SUPPLIED MATERIAL

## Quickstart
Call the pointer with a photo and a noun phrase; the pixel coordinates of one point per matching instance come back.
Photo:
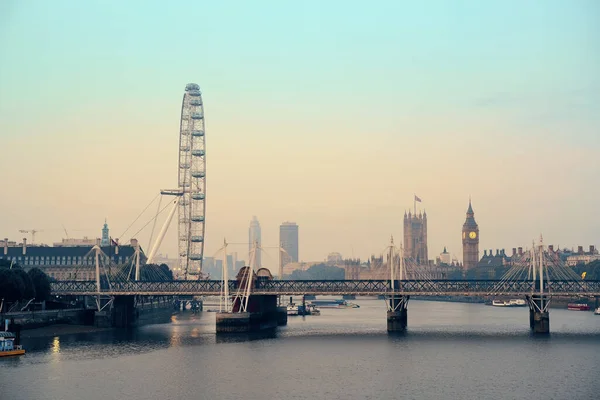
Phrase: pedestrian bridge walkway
(334, 287)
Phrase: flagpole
(415, 203)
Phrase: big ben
(470, 240)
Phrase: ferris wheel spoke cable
(153, 218)
(138, 217)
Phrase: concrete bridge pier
(397, 314)
(124, 312)
(262, 313)
(539, 316)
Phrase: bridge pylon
(397, 304)
(539, 300)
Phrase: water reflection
(245, 337)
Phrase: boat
(292, 309)
(510, 303)
(8, 346)
(313, 310)
(517, 303)
(578, 307)
(334, 303)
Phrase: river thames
(450, 351)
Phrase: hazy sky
(329, 114)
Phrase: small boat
(517, 303)
(8, 346)
(313, 310)
(578, 307)
(292, 309)
(334, 303)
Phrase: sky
(330, 114)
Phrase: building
(67, 262)
(470, 239)
(334, 258)
(445, 257)
(493, 266)
(72, 242)
(254, 236)
(415, 237)
(105, 237)
(288, 238)
(582, 257)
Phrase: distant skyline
(328, 114)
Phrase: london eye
(191, 183)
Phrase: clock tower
(470, 240)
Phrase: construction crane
(32, 231)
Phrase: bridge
(250, 301)
(332, 287)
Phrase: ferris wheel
(191, 182)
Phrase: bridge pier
(262, 313)
(539, 316)
(397, 314)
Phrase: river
(450, 351)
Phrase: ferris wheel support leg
(163, 232)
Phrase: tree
(41, 283)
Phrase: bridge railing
(364, 287)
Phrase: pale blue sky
(318, 112)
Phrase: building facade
(288, 239)
(470, 240)
(254, 236)
(67, 262)
(415, 237)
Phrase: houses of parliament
(415, 238)
(416, 250)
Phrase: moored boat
(8, 346)
(517, 303)
(292, 309)
(334, 303)
(578, 307)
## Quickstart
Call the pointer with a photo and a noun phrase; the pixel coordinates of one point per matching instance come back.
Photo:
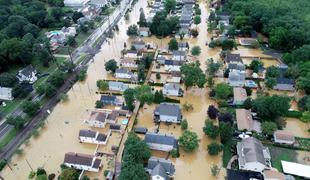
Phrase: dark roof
(168, 109)
(161, 139)
(233, 58)
(87, 133)
(101, 137)
(115, 126)
(107, 98)
(160, 166)
(27, 71)
(78, 158)
(141, 130)
(243, 175)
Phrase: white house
(284, 137)
(93, 137)
(97, 119)
(168, 112)
(179, 55)
(117, 86)
(161, 142)
(144, 31)
(129, 63)
(172, 89)
(82, 161)
(252, 155)
(27, 74)
(131, 54)
(6, 93)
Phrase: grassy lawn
(278, 154)
(8, 137)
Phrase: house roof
(27, 71)
(78, 158)
(244, 119)
(168, 109)
(240, 94)
(172, 86)
(105, 98)
(284, 135)
(250, 150)
(160, 166)
(161, 139)
(233, 58)
(98, 116)
(87, 133)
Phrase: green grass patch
(278, 154)
(8, 137)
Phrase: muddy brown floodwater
(60, 134)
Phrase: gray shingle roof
(168, 109)
(161, 139)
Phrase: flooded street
(60, 134)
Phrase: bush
(214, 148)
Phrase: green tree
(129, 96)
(214, 148)
(144, 94)
(189, 141)
(142, 21)
(193, 75)
(69, 174)
(170, 5)
(225, 130)
(132, 30)
(184, 124)
(196, 50)
(111, 65)
(102, 85)
(197, 20)
(173, 44)
(18, 122)
(210, 130)
(269, 127)
(30, 108)
(223, 91)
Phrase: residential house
(139, 45)
(28, 74)
(252, 155)
(233, 58)
(245, 121)
(117, 86)
(283, 83)
(82, 161)
(97, 119)
(128, 63)
(124, 74)
(144, 31)
(284, 137)
(6, 93)
(183, 46)
(239, 96)
(172, 89)
(93, 137)
(179, 55)
(75, 3)
(111, 100)
(160, 168)
(168, 112)
(161, 142)
(131, 54)
(236, 78)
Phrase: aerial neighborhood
(156, 89)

WORK TO COMPLETE
Edit the rows above, changing every occurrence of "pointer" to "locator" and leaving everything else unchanged. Omit the pictures from the output.

RESULT OF THIS EXERCISE
## Quickstart
Call the locator with a photo and a noun phrase; the pixel coordinates of one point per matching instance come back.
Photo:
Phrase: pedestrian bridge walkway
(334, 287)
Phrase: flagpole
(415, 203)
Phrase: big ben
(470, 240)
Phrase: ferris wheel spoke cable
(153, 218)
(138, 217)
Phrase: concrete bridge pier
(397, 314)
(124, 312)
(262, 313)
(539, 316)
Phrase: bridge pylon
(397, 304)
(539, 300)
Phrase: water reflection
(245, 337)
Phrase: boat
(292, 309)
(510, 303)
(8, 346)
(313, 310)
(517, 303)
(578, 307)
(334, 303)
Phrase: river thames
(450, 351)
Phrase: hazy sky
(329, 114)
Phrase: small boat
(517, 303)
(8, 346)
(313, 310)
(578, 307)
(292, 309)
(334, 303)
Phrase: sky
(330, 114)
Phrase: building
(67, 262)
(470, 239)
(334, 258)
(445, 257)
(493, 266)
(72, 242)
(254, 236)
(415, 237)
(105, 237)
(288, 238)
(582, 257)
Phrase: distant skyline
(328, 114)
Phrase: london eye
(191, 183)
Phrase: clock tower
(470, 240)
Phrase: construction crane
(32, 231)
Phrase: bridge
(250, 301)
(332, 287)
Phrase: ferris wheel
(191, 182)
Phrase: bridge pier
(262, 313)
(539, 316)
(397, 314)
Phrase: river
(450, 351)
Phrase: ferris wheel support leg
(163, 232)
Phrase: tree
(41, 283)
Phrase: bridge railing
(364, 287)
Phrase: pale blue sky
(318, 112)
Phrase: building facade
(288, 239)
(470, 240)
(254, 236)
(67, 262)
(415, 237)
Phrase: houses of parliament
(415, 238)
(416, 250)
Phrase: moored boat
(8, 346)
(517, 303)
(292, 309)
(334, 303)
(578, 307)
## Quickstart
Call the locator with a photo and a noun phrase; the pixel coordinates of one point per matching instance come back.
Photo:
Phrase: dark roof
(168, 109)
(161, 139)
(233, 58)
(87, 133)
(101, 137)
(115, 126)
(107, 98)
(160, 166)
(27, 71)
(78, 158)
(141, 130)
(243, 175)
Phrase: white house
(284, 137)
(93, 137)
(97, 119)
(168, 112)
(179, 55)
(117, 86)
(161, 142)
(144, 31)
(129, 63)
(172, 89)
(82, 161)
(252, 155)
(27, 74)
(131, 54)
(6, 93)
Phrase: grassy lawn
(278, 154)
(8, 137)
Phrase: house roof
(27, 71)
(78, 158)
(244, 119)
(168, 109)
(240, 94)
(172, 86)
(105, 98)
(284, 135)
(250, 150)
(160, 166)
(161, 139)
(233, 58)
(98, 116)
(87, 133)
Phrase: green grass patch
(278, 154)
(8, 137)
Phrase: muddy brown floodwater
(60, 134)
Phrase: gray shingle roof
(168, 109)
(161, 139)
Phrase: flooded street
(60, 134)
Phrase: bush
(214, 148)
Phrase: green tree
(129, 96)
(214, 148)
(144, 94)
(189, 141)
(142, 21)
(193, 75)
(69, 174)
(170, 5)
(225, 130)
(132, 30)
(184, 124)
(196, 50)
(111, 65)
(102, 85)
(197, 20)
(173, 44)
(18, 122)
(210, 130)
(269, 127)
(30, 108)
(223, 91)
Phrase: residential house
(139, 45)
(28, 74)
(252, 155)
(233, 58)
(245, 121)
(117, 86)
(283, 83)
(82, 161)
(97, 119)
(128, 63)
(124, 74)
(144, 31)
(284, 137)
(6, 93)
(183, 46)
(239, 96)
(172, 89)
(93, 137)
(179, 55)
(75, 3)
(111, 100)
(160, 168)
(168, 112)
(161, 142)
(131, 54)
(236, 78)
Phrase: aerial neighborhood
(156, 89)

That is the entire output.